GOAL OF THE EXERCISE: In the listing, take the part that runs from the start through the line containing "99], [397, 149]]". Change "marker" to "pin" and write out those lines again with everything else left as is.

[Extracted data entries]

______________________________

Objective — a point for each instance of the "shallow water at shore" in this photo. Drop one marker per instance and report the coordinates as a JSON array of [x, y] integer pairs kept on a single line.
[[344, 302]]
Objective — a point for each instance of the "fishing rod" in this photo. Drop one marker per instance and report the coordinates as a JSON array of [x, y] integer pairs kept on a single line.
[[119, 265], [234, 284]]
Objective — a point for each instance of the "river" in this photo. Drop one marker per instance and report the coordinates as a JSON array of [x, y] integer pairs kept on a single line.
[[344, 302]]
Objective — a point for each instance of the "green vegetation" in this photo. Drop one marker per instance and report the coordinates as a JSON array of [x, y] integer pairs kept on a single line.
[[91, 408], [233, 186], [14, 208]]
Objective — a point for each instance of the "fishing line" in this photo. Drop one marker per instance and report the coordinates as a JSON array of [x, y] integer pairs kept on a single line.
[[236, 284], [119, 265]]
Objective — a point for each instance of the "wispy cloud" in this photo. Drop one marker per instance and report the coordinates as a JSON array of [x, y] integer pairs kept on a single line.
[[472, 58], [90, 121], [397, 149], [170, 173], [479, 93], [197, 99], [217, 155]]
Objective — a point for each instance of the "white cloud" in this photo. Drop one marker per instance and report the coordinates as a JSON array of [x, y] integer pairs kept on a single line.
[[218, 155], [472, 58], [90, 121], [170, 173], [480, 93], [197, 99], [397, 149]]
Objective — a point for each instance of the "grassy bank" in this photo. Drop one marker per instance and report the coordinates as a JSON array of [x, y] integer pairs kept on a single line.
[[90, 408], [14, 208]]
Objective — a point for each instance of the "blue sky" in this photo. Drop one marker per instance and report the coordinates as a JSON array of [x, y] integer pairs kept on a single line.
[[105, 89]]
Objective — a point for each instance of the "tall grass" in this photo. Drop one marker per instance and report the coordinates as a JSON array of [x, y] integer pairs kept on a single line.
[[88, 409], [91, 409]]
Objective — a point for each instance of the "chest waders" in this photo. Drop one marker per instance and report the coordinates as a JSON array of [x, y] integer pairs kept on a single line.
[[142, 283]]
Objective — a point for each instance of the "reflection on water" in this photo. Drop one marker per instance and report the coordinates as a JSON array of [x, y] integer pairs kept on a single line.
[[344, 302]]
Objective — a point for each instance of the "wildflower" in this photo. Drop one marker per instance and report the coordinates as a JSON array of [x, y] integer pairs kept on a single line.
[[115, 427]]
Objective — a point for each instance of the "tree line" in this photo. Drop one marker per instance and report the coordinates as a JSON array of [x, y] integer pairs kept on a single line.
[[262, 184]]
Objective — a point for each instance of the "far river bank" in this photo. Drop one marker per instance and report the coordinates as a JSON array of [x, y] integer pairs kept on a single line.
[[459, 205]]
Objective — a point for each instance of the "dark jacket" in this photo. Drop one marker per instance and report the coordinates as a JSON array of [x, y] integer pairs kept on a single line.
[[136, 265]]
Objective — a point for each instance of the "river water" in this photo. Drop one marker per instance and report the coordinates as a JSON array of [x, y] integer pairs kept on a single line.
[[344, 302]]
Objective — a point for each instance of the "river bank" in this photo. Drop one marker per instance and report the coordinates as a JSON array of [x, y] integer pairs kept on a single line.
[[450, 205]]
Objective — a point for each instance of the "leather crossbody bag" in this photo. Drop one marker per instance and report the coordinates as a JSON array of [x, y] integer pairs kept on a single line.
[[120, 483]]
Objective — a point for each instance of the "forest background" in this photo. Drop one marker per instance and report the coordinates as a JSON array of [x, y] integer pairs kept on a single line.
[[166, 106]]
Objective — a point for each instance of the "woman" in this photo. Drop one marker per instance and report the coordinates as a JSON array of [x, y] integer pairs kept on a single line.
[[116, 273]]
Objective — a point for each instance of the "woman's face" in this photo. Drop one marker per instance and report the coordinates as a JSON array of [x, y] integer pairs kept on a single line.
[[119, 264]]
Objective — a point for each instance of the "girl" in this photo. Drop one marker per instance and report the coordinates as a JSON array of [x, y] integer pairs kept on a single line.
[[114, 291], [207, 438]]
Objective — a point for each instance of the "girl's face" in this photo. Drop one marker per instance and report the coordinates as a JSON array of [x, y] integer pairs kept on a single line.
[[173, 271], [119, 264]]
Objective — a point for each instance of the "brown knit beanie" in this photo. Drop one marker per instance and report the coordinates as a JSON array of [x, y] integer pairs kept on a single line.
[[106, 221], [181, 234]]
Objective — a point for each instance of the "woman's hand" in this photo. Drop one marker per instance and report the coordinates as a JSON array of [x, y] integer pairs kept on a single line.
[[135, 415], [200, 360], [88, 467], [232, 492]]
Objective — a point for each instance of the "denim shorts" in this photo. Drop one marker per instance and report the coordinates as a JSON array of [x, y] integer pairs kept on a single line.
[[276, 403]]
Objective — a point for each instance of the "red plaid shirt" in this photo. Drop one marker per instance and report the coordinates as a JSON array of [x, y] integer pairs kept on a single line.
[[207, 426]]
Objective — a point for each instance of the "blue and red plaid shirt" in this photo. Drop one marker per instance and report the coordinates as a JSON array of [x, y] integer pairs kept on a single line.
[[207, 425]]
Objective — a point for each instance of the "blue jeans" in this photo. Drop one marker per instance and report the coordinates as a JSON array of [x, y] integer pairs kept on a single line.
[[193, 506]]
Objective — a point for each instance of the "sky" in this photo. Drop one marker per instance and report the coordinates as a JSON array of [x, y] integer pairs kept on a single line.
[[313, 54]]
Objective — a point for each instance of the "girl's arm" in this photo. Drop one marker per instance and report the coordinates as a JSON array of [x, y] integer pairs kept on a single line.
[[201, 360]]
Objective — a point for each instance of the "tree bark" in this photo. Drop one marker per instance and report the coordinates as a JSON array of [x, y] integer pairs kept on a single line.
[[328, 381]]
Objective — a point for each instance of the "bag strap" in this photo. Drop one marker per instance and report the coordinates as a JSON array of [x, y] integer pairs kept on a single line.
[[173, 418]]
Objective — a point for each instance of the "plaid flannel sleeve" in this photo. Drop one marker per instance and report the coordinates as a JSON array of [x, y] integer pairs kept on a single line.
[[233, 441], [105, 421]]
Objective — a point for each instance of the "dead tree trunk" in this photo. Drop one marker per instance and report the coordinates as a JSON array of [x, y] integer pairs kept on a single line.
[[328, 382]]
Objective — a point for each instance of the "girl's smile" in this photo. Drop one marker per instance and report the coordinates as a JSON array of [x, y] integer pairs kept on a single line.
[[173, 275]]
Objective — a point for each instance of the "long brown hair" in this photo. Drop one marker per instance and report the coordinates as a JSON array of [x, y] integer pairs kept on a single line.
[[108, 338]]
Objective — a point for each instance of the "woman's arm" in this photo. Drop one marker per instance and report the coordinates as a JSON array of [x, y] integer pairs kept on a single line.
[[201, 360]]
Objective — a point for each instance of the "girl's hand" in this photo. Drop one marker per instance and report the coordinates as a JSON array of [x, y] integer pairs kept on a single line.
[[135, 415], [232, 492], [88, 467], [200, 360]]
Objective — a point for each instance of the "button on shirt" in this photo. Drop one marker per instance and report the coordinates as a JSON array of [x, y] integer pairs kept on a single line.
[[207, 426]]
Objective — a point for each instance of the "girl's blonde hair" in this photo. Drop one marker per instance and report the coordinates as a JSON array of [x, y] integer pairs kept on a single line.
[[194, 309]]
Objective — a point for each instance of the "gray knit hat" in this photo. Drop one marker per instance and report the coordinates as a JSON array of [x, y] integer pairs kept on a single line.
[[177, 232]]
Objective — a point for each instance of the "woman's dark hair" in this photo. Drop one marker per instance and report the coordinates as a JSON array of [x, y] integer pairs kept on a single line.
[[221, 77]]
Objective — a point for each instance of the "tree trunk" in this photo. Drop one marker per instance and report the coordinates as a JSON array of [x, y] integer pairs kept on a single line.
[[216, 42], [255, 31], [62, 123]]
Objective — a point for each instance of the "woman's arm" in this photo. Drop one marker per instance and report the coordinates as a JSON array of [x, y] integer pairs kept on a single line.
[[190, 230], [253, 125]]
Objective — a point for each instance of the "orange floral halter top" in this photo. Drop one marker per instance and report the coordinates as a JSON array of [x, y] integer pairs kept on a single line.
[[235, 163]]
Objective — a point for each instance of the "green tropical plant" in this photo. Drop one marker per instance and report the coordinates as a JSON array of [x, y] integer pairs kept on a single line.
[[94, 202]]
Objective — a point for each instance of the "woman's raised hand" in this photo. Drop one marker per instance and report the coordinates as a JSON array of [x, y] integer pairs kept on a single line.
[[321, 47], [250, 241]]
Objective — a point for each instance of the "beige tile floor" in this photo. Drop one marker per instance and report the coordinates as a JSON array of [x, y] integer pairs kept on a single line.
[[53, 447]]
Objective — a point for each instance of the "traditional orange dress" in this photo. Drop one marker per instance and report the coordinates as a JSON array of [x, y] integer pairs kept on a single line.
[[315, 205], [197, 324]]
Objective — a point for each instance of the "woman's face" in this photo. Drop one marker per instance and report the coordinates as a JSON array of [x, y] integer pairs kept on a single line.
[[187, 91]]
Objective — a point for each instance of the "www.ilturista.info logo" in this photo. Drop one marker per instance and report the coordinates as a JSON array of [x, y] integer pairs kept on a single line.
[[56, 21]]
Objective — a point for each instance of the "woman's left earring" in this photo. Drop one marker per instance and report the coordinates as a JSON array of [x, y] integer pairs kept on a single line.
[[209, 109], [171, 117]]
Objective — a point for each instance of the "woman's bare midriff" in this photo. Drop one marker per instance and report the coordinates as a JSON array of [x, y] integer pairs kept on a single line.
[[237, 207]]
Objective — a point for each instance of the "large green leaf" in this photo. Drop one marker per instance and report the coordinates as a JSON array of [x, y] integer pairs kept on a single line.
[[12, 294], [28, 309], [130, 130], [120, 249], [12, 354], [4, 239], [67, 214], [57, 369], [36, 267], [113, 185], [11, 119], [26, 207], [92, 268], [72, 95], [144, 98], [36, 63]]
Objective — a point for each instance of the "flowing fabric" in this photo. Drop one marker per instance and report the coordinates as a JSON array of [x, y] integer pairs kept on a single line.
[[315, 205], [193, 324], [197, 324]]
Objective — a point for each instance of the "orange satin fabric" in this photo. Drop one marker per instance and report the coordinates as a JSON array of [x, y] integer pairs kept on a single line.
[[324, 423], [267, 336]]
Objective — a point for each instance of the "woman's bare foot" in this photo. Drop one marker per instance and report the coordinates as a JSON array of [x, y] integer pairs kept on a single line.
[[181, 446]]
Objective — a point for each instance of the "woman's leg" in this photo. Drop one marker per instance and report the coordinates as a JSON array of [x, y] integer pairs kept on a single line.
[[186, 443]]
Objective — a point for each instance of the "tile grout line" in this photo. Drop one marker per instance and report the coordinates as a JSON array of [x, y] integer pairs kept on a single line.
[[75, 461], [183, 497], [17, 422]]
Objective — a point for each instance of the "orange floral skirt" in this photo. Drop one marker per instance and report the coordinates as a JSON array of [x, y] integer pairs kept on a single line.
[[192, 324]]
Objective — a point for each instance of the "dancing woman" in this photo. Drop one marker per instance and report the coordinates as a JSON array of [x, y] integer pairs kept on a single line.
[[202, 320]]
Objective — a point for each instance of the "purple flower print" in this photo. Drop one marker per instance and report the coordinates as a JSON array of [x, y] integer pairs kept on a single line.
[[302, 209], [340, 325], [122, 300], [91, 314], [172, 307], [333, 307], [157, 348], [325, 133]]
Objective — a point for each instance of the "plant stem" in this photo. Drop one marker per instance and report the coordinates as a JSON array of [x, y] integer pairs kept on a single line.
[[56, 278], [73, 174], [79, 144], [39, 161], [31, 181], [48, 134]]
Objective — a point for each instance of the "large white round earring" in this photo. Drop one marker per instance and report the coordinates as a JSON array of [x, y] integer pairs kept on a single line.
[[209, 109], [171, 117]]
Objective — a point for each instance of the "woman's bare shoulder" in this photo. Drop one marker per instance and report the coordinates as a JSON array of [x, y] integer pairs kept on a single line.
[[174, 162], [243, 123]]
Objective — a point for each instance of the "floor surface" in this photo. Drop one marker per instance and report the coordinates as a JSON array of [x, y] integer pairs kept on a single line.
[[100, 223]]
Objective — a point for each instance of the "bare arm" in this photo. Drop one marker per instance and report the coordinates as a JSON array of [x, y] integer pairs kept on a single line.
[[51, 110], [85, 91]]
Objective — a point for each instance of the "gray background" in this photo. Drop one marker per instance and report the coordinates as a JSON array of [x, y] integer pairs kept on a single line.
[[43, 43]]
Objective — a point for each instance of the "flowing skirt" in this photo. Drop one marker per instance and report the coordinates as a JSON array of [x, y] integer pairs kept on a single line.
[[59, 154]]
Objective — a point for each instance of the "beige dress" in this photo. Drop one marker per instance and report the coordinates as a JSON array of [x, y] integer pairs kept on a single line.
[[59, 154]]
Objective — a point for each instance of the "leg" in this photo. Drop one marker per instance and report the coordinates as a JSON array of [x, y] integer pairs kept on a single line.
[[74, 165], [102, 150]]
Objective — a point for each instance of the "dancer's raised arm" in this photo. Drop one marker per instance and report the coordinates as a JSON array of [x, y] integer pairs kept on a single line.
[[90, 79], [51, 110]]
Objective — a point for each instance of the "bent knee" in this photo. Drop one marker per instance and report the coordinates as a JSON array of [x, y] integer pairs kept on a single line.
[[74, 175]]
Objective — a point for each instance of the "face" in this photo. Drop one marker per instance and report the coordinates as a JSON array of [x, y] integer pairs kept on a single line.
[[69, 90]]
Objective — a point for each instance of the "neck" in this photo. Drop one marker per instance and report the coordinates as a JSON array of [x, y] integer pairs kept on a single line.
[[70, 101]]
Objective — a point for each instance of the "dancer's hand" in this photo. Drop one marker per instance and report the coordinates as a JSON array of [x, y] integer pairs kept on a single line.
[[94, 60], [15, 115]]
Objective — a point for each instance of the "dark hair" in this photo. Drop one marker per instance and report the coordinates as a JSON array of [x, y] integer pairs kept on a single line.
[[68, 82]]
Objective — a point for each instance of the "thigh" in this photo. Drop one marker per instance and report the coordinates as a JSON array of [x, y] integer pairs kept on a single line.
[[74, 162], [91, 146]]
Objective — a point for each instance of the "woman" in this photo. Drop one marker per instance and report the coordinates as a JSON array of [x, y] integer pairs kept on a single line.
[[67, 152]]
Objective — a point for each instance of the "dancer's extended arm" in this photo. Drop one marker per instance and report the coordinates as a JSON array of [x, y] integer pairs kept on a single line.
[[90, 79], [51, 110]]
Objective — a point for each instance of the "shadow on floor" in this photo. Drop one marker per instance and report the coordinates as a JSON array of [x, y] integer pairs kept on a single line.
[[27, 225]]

______________________________

RESPONSE:
Objective — a point for each instance of the "shallow water at shore" in this photo. Drop one pin per instance and report the coordinates as a JSON array of [x, y] integer pairs kept on a single line.
[[344, 302]]
Objective — a point for each instance of the "fishing rod" in this photo. Drop one pin per instance and report the coordinates as a JSON array of [x, y] integer pairs kept on a single line.
[[119, 265], [234, 284]]
Objective — a point for each instance of the "river" in this photo. Drop one pin per instance and report the coordinates as a JSON array of [x, y] integer pairs kept on a single line.
[[344, 302]]
Objective — a point for each instance of the "green vegetation" in this photo. Drop one pin per instance and report the coordinates as a JSON array of [x, y] integer pairs kept on a single line.
[[91, 408], [233, 186], [14, 208]]
Objective — a point for each instance of the "fishing line" in this photo. Drop one pin per instance and report the coordinates as a JSON array of [x, y] integer pairs kept on a single line.
[[236, 284], [119, 265]]
Objective — a point for each instance of the "wispy cloud" in this photo. Drop one pin per instance and report the coordinates as a JSON array of [x, y] integer pairs kept on a single line.
[[472, 58], [90, 121], [397, 149], [170, 173], [479, 93], [197, 99], [217, 155]]
Objective — a point for each instance of the "white cloud" in this photo. Drop one pin per instance and report the coordinates as a JSON array of [x, y] integer pairs kept on a single line.
[[218, 155], [472, 58], [90, 121], [170, 173], [480, 93], [197, 99], [397, 149]]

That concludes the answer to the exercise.